* [Written exercise] Pull out every line in the records below that contains the word "refrigerator", copying each one in full.

* [Location labeling records]
>> begin
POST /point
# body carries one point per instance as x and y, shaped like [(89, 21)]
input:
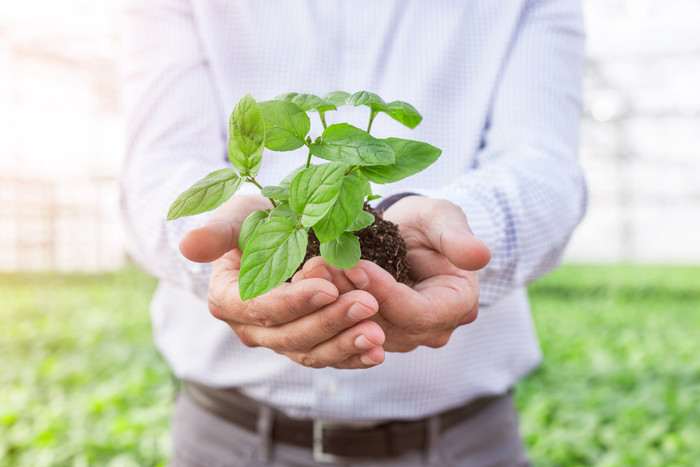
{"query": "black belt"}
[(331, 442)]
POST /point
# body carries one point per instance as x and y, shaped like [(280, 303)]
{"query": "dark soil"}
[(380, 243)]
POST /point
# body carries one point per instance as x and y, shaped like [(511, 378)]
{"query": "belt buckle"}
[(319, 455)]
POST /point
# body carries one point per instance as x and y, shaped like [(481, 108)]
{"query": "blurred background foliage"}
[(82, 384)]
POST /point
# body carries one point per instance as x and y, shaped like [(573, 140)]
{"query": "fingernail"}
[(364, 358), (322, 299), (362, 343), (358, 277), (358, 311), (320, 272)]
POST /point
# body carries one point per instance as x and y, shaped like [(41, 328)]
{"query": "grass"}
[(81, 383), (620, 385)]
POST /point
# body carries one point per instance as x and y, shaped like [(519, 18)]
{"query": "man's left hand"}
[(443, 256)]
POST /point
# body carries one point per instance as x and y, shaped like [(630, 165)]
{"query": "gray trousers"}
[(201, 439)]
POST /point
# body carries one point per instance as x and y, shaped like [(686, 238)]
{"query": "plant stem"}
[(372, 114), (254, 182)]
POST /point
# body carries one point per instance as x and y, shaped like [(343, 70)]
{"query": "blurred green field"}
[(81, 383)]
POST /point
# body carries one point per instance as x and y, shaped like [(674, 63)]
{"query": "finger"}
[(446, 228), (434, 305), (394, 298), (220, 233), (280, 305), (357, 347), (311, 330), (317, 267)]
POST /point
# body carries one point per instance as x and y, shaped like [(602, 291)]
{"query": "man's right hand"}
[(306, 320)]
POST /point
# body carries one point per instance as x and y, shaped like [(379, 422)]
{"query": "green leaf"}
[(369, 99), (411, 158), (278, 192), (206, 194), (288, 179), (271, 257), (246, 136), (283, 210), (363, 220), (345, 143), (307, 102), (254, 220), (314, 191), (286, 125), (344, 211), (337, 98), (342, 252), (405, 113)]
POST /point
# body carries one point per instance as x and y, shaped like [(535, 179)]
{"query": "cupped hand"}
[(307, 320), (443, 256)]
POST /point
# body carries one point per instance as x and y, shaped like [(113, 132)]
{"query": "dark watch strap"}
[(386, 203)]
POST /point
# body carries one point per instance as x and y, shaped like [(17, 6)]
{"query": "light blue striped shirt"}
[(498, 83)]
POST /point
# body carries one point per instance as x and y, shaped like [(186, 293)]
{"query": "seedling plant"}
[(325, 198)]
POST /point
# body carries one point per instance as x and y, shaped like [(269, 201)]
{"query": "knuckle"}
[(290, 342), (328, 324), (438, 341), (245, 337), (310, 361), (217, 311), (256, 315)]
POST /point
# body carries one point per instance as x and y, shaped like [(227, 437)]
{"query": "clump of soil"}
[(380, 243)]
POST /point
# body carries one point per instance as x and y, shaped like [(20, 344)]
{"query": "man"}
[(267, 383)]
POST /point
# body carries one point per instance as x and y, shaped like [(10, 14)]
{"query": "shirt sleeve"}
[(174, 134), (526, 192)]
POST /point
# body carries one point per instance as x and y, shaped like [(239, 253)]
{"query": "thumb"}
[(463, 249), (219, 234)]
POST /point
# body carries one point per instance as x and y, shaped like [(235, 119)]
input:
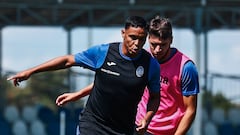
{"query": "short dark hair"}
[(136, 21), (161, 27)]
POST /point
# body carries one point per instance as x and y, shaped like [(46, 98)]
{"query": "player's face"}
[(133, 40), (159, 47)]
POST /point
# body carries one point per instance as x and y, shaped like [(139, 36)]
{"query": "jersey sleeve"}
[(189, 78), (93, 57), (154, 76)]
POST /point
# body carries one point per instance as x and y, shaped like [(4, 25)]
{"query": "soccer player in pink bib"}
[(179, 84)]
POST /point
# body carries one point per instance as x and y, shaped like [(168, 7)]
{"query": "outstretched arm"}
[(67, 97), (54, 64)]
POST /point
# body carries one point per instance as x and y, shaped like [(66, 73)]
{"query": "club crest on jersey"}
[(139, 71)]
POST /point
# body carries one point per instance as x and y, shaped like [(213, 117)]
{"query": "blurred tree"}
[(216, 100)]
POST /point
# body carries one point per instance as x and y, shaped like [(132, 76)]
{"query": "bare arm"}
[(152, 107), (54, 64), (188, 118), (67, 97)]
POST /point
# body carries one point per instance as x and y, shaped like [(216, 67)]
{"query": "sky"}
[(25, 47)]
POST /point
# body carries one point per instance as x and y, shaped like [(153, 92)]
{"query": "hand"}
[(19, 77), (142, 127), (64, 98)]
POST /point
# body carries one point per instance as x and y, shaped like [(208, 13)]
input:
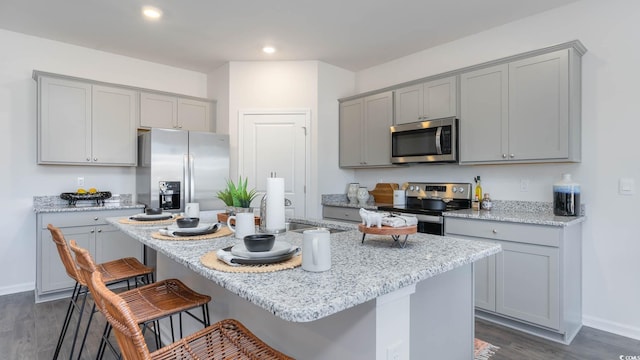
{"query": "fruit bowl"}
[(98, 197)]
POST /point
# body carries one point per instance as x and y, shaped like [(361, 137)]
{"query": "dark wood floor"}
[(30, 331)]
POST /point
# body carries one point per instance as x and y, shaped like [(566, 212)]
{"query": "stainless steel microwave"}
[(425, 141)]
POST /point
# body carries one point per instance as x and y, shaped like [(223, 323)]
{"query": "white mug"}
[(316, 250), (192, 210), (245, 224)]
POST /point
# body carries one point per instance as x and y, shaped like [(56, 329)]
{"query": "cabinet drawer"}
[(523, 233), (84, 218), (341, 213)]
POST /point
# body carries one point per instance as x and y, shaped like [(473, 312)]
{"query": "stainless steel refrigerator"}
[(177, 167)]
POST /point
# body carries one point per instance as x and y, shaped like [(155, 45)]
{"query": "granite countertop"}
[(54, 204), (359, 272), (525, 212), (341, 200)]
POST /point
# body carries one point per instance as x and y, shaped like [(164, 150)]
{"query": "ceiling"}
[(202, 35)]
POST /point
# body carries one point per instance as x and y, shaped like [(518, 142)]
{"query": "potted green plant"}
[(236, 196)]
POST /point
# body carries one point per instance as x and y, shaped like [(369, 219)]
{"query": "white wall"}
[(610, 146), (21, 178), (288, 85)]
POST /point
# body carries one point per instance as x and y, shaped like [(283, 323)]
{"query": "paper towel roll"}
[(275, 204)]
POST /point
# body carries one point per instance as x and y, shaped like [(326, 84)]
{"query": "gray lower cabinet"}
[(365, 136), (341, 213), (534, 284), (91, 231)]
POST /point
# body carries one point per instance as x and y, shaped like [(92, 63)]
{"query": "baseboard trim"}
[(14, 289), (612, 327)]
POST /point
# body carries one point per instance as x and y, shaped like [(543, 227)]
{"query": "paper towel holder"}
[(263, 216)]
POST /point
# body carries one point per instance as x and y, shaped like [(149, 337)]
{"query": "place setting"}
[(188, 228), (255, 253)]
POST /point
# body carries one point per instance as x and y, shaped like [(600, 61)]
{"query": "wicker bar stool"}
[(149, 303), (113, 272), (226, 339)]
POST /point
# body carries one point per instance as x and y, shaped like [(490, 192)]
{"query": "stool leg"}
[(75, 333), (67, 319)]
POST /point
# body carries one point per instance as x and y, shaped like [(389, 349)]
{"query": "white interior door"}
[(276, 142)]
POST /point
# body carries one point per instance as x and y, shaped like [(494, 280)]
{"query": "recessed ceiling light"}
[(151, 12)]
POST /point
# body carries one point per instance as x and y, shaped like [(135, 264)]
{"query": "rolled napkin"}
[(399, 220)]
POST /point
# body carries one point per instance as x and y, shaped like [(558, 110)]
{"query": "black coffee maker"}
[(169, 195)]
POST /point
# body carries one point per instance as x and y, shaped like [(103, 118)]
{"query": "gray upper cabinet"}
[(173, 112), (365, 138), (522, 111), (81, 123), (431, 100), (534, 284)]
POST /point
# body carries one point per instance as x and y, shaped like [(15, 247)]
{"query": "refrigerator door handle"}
>> end
>> begin
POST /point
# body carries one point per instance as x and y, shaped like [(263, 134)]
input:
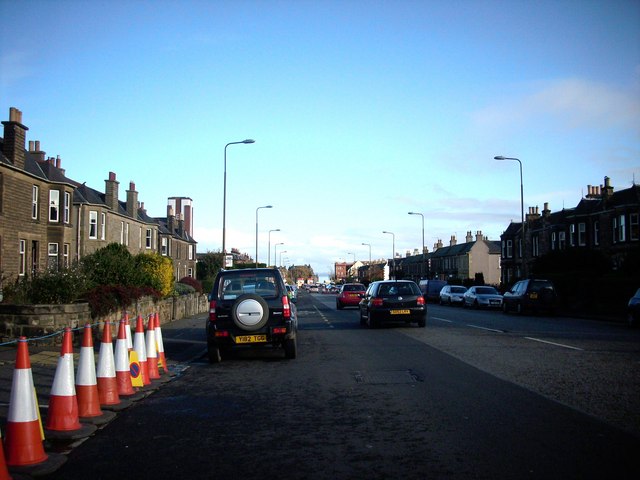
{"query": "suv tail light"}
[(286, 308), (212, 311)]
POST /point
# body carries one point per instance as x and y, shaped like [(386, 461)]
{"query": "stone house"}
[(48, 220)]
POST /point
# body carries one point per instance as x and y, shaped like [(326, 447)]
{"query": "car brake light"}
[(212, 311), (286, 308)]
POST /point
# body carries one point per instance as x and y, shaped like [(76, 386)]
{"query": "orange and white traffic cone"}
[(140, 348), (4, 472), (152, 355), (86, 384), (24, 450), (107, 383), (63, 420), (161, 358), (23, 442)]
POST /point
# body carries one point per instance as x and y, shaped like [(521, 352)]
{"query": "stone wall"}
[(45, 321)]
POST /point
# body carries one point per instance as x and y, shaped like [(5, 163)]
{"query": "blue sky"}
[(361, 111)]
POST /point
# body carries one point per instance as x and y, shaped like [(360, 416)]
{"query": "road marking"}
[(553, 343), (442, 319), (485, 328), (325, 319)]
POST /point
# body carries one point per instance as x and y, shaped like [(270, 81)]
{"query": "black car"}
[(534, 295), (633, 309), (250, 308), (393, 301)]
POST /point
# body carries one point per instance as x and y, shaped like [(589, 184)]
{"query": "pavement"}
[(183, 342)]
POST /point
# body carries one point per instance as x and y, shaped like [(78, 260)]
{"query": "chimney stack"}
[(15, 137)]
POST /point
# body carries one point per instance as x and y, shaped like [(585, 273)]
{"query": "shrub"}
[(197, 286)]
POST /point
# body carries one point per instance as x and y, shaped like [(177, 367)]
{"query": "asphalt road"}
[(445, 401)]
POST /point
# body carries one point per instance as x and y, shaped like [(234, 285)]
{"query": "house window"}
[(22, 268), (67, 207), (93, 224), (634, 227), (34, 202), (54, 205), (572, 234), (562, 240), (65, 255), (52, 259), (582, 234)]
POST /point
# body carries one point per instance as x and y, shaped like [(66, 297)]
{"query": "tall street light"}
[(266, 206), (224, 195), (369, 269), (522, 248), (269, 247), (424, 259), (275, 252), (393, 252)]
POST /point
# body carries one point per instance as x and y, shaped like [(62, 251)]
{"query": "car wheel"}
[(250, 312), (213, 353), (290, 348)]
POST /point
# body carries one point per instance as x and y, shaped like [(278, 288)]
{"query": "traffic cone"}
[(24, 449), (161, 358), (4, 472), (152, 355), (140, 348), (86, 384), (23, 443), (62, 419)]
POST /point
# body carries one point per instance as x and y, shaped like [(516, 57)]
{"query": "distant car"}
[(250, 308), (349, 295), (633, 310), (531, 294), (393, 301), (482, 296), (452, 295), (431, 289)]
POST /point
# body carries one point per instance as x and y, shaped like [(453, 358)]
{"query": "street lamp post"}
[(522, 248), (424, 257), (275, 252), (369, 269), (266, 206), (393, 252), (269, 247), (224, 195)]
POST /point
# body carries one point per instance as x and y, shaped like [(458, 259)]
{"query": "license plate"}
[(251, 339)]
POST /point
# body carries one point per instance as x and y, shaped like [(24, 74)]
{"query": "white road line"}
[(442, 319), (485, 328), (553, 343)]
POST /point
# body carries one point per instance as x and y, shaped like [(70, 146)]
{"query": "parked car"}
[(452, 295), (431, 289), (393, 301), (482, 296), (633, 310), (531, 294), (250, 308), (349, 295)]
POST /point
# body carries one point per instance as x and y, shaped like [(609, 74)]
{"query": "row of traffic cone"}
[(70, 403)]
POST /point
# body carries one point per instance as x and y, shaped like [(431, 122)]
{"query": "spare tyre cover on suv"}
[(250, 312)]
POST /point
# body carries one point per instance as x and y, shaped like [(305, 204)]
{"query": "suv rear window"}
>> end
* [Complete answer]
{"query": "stainless steel refrigerator"}
{"query": "refrigerator door handle"}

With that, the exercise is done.